EXTRACT:
ARC Technical Guidance — July 2025 update: every change you need to know
- Jim Walker
- 7 days ago
- 5 min read
Just when you thought it was safe to go back in the water....(or submit your ARC return) they've done it again, as we could have guessed. You may have read in my previous post https://www.istride.co.uk/post/navigating-the-2025-arc-changes-what-you-need-to-know about changes that came in to force from April 2025. Well here's some more, that importantly, you need to check you have a way of capturing the data back to April 2025.
There's quit a few changes - The July 2025 technical guidance locks in new safety and condition metrics (EICR, fire detection, damp & mould, longer-term voids), tightens definitions and calculations for RFT repairs and ASB, and removes older metrics (offers refused, adaptation costs, homelessness referral flows) while renumbering a swathe of indicators for the 2025/26 return. I for one am slightly disappointed about no one cares about the cost of adaptations as I spent a good few hours writing that one for an Authority on the East!
What this update is
Version history: Approved July 2025; last reviewed April 2025. Since the last review, the SHR added: clarifications to Indicators 10 & 15, plus automated totals for Indicators 31 & 32.
When it first applies: Returns for April 2025–March 2026 will be based on this guidance.
What’s new
Charter indicators
29 (NEW) — Count how many times you did not meet the five-year EICR requirement during the reporting year (as per SG SHQS Technical Guidance).
30 (NEW) — Count homes without ‘satisfactory equipment for detecting fire and giving warning’ at year end.
31 (NEW) — Report the average time to resolve damp/mould cases by cause (condensation, structural, other), with both case counts and total working-day times (and now includes total automated sums).
32 (NEW) — Report the percentage of resolved damp/mould cases that were reopened, by cause (and now includes total automated sums).
33 (NEW) — Report the number of open damp/mould cases at year end.

ENTRIES PROVIDED:
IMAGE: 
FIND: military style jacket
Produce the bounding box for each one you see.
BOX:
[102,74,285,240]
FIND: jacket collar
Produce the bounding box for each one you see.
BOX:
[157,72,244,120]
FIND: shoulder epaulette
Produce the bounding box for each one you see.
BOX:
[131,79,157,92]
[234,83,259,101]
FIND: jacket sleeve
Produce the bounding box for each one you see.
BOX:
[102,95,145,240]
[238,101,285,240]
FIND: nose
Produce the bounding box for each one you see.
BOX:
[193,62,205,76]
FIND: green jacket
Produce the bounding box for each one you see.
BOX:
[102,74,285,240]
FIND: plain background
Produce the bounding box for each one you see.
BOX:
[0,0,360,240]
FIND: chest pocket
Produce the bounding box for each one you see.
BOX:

WRITTEN PROBLEM 1: In the ARC guidance post, which returns will first be based on the July 2025 guidance?
WRITTEN PROBLEM 2: From the ARC guidance post, output the stretch from "There's quit a" through "on this guidance." word for word.

EXPECTED OUTPUT 1: Returns for April 2025–March 2026.

EXPECTED OUTPUT 2:
There's quit a few changes - The July 2025 technical guidance locks in new safety and condition metrics (EICR, fire detection, damp & mould, longer-term voids), tightens definitions and calculations for RFT repairs and ASB, and removes older metrics (offers refused, adaptation costs, homelessness referral flows) while renumbering a swathe of indicators for the 2025/26 return. I for one am slightly disappointed about no one cares about the cost of adaptations as I spent a good few hours writing that one for an Authority on the East!
What this update is
Version history: Approved July 2025; last reviewed April 2025. Since the last review, the SHR added: clarifications to Indicators 10 & 15, plus automated totals for Indicators 31 & 32.
When it first applies: Returns for April 2025–March 2026 will be based on this guidance.